**Short problem:** Reproduce all of the material below word for word, keeping every line as it is.

[Dataset records on where objects are located]
++++++++++

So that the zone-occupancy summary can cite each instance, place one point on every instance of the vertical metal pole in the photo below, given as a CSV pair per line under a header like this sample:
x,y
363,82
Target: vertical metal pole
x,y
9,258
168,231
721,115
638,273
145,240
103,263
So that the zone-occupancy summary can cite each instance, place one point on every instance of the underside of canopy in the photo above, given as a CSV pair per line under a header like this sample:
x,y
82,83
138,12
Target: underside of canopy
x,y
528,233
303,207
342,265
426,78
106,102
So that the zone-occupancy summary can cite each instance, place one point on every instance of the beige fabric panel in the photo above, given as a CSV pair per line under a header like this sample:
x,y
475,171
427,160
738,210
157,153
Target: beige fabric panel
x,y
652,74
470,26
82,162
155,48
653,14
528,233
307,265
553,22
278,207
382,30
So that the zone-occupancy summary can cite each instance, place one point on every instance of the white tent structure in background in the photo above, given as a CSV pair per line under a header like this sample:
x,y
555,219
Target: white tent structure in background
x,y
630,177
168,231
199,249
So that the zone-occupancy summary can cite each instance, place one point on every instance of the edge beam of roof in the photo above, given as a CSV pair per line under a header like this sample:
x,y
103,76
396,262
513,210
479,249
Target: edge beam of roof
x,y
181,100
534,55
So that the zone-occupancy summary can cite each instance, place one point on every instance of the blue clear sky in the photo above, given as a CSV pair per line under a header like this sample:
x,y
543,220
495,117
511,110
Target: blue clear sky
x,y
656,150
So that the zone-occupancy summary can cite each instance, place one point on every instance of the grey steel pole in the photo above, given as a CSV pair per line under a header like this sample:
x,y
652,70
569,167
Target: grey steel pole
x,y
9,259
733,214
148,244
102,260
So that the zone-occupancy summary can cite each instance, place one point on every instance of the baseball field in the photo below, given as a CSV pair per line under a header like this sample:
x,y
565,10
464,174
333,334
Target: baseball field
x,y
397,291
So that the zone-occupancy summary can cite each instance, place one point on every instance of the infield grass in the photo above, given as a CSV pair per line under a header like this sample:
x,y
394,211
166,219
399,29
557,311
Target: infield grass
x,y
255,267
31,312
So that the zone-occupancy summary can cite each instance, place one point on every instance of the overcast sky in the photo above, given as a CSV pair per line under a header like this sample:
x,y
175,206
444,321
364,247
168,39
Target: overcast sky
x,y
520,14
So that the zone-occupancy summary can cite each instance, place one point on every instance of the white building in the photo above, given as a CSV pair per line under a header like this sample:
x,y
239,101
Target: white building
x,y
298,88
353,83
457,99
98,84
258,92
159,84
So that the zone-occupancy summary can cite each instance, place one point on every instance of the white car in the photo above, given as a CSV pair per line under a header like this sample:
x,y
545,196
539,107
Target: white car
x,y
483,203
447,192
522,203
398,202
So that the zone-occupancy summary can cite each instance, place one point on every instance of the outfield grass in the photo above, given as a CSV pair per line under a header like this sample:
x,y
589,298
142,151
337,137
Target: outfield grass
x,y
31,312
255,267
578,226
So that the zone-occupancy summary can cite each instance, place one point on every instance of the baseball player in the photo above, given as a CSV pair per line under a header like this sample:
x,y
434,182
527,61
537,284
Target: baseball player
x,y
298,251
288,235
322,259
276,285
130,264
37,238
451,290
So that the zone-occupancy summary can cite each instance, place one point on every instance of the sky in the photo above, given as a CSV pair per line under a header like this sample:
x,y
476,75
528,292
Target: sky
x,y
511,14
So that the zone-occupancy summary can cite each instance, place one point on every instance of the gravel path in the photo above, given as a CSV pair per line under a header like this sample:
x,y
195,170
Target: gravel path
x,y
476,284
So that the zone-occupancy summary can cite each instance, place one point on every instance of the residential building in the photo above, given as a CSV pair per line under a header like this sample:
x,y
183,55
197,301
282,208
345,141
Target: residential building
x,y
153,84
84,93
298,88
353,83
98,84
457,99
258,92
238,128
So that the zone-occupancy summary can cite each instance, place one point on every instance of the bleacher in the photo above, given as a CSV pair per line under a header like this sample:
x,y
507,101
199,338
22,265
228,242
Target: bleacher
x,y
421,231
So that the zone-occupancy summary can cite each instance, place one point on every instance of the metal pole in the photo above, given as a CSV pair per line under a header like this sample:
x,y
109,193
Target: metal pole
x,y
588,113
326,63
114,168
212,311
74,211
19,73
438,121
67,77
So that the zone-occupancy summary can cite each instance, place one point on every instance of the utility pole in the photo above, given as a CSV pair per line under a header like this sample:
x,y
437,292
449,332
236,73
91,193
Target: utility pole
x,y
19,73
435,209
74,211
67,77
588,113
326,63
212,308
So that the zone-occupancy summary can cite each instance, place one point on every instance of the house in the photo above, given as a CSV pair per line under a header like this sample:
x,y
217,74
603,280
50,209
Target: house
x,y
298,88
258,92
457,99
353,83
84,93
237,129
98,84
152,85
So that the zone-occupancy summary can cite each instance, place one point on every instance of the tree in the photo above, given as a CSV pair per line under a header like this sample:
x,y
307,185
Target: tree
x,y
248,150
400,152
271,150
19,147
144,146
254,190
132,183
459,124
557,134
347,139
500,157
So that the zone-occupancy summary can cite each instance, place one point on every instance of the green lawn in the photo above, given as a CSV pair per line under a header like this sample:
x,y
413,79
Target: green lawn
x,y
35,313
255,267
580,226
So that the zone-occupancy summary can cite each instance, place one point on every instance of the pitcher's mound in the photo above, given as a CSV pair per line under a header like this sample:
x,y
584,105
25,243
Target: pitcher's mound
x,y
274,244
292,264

++++++++++

**Correct response:**
So that the zone-occupancy summary can cite each instance, place one point on every instance of the vertical metal pole in the photo below, given as a CSV pair per line under a header like this sample:
x,y
363,82
Target: vertical metal pole
x,y
9,258
168,231
721,115
638,273
145,240
103,263
So that the zone-occupancy summary can cite each instance, place one point on every instance of the underside of canopy in the photo above, given as a CSV pair per line under a header like this sample:
x,y
82,83
138,12
Target: underside of canopy
x,y
528,233
303,207
342,265
426,78
106,102
So that the zone-occupancy summary can cite each instance, place one point on every instance of the beige fabric panel in the photo above, given as a CSV pair per line under a header like this sample:
x,y
475,171
427,160
738,210
157,153
Target: beige fabric panel
x,y
652,74
470,26
82,162
155,48
653,14
528,233
307,265
553,22
278,207
382,30
So that the zone-occupancy summary can cite each instance, place one point on every instance of the white tent structure in background in the photo above, given as a CSV pair per line under a header like this sample:
x,y
555,219
Target: white tent structure in background
x,y
630,177
168,231
199,249
So that the zone-occupancy summary can cite each instance, place one point on every instance of the edge beam of roof in the photo above, given as a CSV pair per line under a header like this sample:
x,y
103,76
396,262
513,210
479,249
Target: edge beam of roof
x,y
181,100
534,55
So that the zone-occupancy summary can cite each instance, place one point on every instance of the blue clear sky in the photo above, given as a CSV pair per line under a header like this sample:
x,y
543,220
495,117
511,110
Target: blue clear sky
x,y
656,150
So that the zone-occupancy summary can cite each instance, place one point on every instance of the grey steel pole in the photo above, given as a CSV pair per line under a header like this sample:
x,y
652,70
569,167
Target: grey steel pole
x,y
9,259
733,214
148,244
102,260
So that the zone-occupancy summary can cite each instance, place one point on every instance of the baseball field in the photo below, given as a CSV pair per line under a header like this sample:
x,y
565,10
464,174
333,334
Target: baseball field
x,y
397,291
So that the zone-occupancy summary can cite each instance, place one point on every instance of the infield grass in the photo above, given as a CSV pair per line under a header like this sample:
x,y
394,211
166,219
399,29
557,311
Target: infield grass
x,y
255,267
31,312
So that the zone-occupancy summary can cite each instance, place one point on every instance of the overcast sky in the photo above, given as a CSV pair per line under a header like this sample:
x,y
175,206
444,321
364,247
168,39
Target: overcast sky
x,y
520,14
So that the zone-occupancy summary can cite each instance, place one point on every instance of the white building in the photo above, given as a CSV pair per line under a header like this sample:
x,y
239,101
Target: white building
x,y
298,88
353,83
457,99
98,84
258,92
159,84
So that the zone-occupancy summary can cite each instance, place one point on every instance of the white car in the photo above, given as a CSV pair per line under a header like this sample:
x,y
545,196
539,107
Target: white car
x,y
483,203
447,192
522,203
398,202
So that the zone-occupancy summary can cite each instance, place one point on every instance of the outfield grass in the photo above, given as a CSV pair per line under a header like this sample:
x,y
589,298
142,151
337,137
Target: outfield grass
x,y
31,312
255,267
578,226
So that the zone-occupancy summary can cite each instance, place one point on every instance of the baseball player in the photo above, given as a CSV pair per line under a header like this sample:
x,y
434,182
527,61
537,284
Target: baseball player
x,y
298,251
288,235
322,259
276,285
130,264
37,238
451,290
So that the zone-occupancy summary can cite each instance, place one point on every instance of the sky in the photo above, given as a CSV pair per line under a header like this sample:
x,y
476,75
528,292
Target: sky
x,y
511,14
So that the zone-occupancy summary can cite each instance, place one point on every instance of the gravel path in the photo above, given as a CSV pair per line under a header like this sample:
x,y
195,170
Target: gravel path
x,y
476,284
So that the zone-occupancy summary can cite each instance, place one point on every instance of the residential building in the photo above, given as a CSV pair per line under a header like this sample:
x,y
183,55
197,301
282,208
345,141
Target: residential building
x,y
153,84
84,93
298,88
353,83
98,84
457,99
258,92
238,128
So that the zone-occupancy summary can cite each instance, place one point on every instance of the bleacher in the photo above, given as a CSV pair per line under a header like this sample:
x,y
507,101
199,338
22,265
228,242
Target: bleacher
x,y
421,231
So that the zone-occupancy summary can cite each instance, place one point on every instance of the metal pole in the photo above, given as a CSV pair per line under a header like this sample:
x,y
109,193
Target: metal pole
x,y
588,113
326,63
114,168
212,311
74,211
19,73
438,121
67,77
So that the zone-occupancy summary can cite each instance, place one point on every instance of the utility pole in the photo above, given as a CSV pair per line under a header like this sample:
x,y
437,292
449,332
236,73
91,193
Target: utility pole
x,y
19,73
435,209
74,211
67,77
588,113
326,63
212,308
So that the zone-occupancy summary can cite each instance, place one point on every instance of the house in the photo above, given as a CSV pair per line under a header like this sample:
x,y
217,74
603,280
50,209
Target: house
x,y
298,88
258,92
457,99
353,83
84,93
237,129
98,84
152,85
So that the zone-occupancy summary can cite each instance, place one point on every instance of the tree in the photo above, given as a CSV pair per line under a header like this sample:
x,y
307,185
Target: tree
x,y
248,150
400,152
271,150
19,147
144,146
254,190
132,183
459,124
557,134
347,139
500,157
So that the zone-occupancy summary can cite each instance, place one point on every instance of the green lawn in the photo above, given as a CSV pair per line under a header like this sample:
x,y
413,79
Target: green lawn
x,y
35,313
255,267
580,226
So that the zone-occupancy summary can cite each instance, place one point on every instance of the pitcher's mound in the photo above, given as a CSV pair per line under a header like this sample:
x,y
584,105
25,243
Target: pitcher's mound
x,y
274,244
292,264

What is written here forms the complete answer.